- WORK TO COMPLETE
Below are records; give the number of their lines that hold the word "girl", and write nothing more.

MATERIAL TO PROCESS section start

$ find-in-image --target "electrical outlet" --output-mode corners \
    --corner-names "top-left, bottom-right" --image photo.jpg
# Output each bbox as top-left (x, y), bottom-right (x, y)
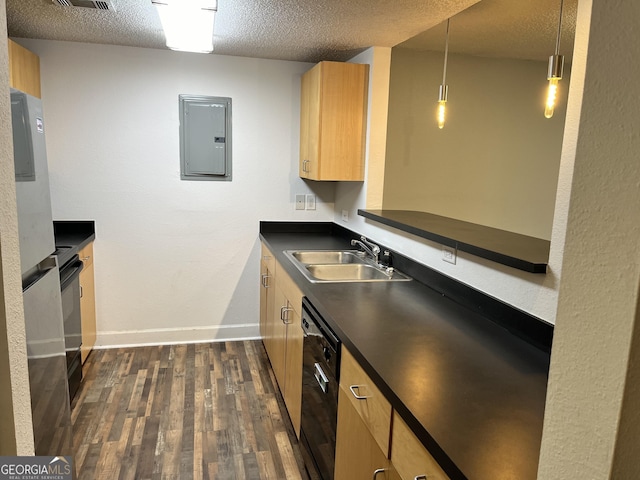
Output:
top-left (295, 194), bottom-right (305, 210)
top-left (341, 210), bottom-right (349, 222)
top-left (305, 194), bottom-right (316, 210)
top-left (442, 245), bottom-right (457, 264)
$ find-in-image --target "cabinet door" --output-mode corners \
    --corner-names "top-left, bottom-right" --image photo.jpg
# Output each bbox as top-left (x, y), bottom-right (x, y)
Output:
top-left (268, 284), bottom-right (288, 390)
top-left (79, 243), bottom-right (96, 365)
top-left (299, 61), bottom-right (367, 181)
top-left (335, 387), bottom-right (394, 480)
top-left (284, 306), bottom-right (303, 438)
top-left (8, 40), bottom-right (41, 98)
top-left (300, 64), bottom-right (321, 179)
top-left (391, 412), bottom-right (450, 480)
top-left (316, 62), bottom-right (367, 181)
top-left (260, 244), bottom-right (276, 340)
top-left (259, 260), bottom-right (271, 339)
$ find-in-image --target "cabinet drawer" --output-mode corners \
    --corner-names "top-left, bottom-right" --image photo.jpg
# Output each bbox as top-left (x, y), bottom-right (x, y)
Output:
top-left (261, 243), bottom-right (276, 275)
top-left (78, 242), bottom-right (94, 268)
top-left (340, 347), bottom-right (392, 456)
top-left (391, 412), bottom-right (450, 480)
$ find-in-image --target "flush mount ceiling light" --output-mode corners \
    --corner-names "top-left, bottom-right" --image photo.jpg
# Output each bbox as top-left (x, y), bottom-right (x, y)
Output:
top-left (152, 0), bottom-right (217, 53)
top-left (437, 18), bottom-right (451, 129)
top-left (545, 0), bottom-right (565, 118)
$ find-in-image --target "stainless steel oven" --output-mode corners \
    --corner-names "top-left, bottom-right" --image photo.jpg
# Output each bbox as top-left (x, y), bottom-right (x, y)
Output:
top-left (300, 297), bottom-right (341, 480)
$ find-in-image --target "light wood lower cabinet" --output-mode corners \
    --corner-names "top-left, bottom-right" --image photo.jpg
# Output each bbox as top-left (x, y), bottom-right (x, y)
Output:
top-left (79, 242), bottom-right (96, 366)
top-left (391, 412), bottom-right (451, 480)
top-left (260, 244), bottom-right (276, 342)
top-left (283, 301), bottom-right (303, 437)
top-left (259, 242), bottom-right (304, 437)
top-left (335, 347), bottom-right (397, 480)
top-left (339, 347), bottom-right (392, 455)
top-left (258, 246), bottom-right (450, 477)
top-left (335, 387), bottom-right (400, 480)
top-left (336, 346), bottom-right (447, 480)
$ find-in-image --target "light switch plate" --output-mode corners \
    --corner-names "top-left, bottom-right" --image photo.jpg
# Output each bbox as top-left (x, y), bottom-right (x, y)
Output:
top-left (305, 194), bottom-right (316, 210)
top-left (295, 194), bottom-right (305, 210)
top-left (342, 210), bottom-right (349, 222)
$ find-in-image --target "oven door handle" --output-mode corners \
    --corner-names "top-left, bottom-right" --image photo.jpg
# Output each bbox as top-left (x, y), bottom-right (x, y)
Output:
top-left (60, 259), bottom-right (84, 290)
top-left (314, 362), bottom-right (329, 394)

MATERIAL TO PROCESS section end
MATERIAL TO PROCESS section start

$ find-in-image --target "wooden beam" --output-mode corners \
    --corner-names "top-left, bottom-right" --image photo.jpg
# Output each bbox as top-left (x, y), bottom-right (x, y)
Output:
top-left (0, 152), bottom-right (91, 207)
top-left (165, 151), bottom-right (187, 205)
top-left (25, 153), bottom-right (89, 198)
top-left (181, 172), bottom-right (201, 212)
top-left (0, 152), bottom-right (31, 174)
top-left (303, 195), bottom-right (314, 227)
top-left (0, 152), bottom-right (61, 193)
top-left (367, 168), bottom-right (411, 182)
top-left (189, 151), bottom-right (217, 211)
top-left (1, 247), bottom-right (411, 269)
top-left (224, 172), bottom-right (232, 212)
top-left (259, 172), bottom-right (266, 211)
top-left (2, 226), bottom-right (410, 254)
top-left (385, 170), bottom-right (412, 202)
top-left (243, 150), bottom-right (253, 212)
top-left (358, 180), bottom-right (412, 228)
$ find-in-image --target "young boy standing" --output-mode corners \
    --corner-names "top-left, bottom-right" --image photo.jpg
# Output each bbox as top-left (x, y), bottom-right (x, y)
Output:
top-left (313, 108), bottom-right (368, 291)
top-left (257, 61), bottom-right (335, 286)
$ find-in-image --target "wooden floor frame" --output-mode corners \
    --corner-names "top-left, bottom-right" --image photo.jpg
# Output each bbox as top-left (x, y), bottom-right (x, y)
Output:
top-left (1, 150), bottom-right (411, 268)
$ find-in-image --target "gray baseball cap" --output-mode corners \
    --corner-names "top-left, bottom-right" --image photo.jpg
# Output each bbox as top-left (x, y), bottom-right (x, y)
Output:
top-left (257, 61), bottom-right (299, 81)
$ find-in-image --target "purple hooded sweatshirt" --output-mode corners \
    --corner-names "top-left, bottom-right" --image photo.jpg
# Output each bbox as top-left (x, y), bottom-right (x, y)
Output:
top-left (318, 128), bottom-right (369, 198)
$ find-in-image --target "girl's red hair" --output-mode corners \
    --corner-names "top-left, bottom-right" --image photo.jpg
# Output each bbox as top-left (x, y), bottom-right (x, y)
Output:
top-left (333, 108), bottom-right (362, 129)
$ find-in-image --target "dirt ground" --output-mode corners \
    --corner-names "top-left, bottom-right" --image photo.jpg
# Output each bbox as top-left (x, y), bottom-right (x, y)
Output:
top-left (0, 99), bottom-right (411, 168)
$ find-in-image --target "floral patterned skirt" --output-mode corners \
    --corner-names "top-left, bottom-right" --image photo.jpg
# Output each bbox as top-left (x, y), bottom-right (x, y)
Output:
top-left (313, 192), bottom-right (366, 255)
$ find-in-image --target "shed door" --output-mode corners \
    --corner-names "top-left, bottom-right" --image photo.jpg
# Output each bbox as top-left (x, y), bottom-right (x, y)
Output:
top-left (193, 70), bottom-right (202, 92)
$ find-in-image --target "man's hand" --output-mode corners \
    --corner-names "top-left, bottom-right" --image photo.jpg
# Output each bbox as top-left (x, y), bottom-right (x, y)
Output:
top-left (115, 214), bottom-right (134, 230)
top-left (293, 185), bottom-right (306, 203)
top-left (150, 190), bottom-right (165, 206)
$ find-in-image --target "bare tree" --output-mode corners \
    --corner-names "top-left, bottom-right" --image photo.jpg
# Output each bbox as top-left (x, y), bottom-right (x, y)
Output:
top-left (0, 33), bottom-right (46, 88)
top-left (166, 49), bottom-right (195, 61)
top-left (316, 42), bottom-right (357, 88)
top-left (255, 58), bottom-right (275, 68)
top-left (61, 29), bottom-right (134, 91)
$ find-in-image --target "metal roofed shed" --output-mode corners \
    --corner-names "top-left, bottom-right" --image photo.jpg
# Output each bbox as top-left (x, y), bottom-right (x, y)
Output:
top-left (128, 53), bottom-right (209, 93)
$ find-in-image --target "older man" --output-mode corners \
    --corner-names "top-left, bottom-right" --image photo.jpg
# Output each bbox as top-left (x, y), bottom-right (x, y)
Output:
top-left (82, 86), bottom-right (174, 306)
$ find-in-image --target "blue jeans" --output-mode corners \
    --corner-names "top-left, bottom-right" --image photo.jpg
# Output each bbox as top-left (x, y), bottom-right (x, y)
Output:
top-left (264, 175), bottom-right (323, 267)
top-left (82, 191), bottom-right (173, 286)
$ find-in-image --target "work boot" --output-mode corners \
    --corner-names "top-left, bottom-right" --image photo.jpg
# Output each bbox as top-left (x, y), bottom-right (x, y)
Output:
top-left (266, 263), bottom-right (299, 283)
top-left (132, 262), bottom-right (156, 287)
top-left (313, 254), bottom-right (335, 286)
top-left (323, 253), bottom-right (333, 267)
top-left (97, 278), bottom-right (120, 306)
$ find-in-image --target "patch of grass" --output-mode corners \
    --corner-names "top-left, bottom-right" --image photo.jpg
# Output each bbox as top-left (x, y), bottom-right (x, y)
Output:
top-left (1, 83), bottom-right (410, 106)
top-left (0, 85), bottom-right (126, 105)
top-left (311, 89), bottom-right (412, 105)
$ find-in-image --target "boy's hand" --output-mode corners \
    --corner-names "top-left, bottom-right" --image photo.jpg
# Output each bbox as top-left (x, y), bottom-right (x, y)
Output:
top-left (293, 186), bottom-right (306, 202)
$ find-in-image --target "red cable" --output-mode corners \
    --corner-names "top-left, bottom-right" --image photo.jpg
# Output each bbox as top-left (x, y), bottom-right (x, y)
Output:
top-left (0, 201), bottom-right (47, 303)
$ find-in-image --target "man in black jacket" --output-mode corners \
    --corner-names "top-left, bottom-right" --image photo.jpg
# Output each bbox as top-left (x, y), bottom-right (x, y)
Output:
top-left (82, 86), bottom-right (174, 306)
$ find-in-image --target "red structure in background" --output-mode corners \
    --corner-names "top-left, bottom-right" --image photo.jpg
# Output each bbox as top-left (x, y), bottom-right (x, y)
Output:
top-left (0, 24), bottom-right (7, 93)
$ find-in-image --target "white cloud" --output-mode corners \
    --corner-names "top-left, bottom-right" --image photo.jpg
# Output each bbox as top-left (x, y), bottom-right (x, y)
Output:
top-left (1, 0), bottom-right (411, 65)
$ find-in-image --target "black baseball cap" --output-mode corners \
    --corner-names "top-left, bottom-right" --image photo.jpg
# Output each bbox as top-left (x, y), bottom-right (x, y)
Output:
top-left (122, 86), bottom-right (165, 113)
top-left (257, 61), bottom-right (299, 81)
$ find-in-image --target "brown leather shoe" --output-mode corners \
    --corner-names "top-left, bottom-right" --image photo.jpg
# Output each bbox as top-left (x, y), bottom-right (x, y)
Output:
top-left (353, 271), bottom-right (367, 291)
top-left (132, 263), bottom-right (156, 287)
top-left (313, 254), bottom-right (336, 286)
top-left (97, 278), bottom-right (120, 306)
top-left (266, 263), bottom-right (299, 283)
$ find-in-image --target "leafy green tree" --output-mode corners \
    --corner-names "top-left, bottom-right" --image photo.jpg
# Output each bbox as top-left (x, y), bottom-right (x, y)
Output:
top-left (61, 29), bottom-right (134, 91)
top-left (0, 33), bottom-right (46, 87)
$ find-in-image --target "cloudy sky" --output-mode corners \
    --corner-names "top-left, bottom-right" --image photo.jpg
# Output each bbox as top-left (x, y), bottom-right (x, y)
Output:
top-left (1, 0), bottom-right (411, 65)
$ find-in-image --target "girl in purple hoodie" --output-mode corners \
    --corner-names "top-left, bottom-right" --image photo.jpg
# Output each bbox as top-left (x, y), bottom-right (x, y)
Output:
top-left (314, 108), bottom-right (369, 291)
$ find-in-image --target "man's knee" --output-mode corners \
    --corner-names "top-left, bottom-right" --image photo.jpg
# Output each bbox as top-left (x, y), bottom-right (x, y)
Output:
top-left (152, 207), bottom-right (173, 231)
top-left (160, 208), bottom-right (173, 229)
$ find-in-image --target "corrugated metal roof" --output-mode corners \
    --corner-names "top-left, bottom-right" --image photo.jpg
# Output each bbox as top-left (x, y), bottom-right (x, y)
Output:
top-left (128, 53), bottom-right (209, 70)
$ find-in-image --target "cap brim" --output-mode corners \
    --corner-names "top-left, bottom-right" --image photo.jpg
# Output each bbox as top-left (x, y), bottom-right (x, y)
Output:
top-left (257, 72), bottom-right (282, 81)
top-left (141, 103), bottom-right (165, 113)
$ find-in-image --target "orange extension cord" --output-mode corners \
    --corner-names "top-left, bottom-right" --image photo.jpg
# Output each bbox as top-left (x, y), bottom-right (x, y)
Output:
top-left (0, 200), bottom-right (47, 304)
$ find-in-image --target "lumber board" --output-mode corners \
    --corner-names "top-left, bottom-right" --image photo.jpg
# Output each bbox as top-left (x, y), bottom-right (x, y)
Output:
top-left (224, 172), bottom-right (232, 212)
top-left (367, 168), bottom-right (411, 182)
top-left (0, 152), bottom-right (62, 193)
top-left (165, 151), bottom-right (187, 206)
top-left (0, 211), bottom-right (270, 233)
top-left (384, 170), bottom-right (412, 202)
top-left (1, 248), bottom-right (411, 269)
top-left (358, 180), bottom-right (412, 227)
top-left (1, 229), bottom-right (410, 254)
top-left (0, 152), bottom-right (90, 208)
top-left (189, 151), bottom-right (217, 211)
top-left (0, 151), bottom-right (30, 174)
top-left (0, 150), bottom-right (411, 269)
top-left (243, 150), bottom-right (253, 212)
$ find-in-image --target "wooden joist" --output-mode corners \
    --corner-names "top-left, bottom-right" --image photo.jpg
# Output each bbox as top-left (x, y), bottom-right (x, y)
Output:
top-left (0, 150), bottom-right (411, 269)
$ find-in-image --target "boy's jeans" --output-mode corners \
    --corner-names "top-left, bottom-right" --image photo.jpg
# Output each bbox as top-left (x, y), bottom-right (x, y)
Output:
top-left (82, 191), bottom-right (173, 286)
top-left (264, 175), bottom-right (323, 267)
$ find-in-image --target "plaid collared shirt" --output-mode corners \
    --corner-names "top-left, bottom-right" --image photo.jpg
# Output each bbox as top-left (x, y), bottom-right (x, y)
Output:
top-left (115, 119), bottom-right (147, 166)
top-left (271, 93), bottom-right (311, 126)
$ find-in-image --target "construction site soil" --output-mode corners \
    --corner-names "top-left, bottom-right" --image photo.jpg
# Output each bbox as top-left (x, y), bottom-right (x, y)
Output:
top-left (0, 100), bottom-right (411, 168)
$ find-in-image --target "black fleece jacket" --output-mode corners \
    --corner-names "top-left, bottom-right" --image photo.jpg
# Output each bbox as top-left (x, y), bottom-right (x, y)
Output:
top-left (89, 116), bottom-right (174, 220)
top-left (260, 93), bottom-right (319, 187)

MATERIAL TO PROCESS section end

- SOLVED PROBLEM
2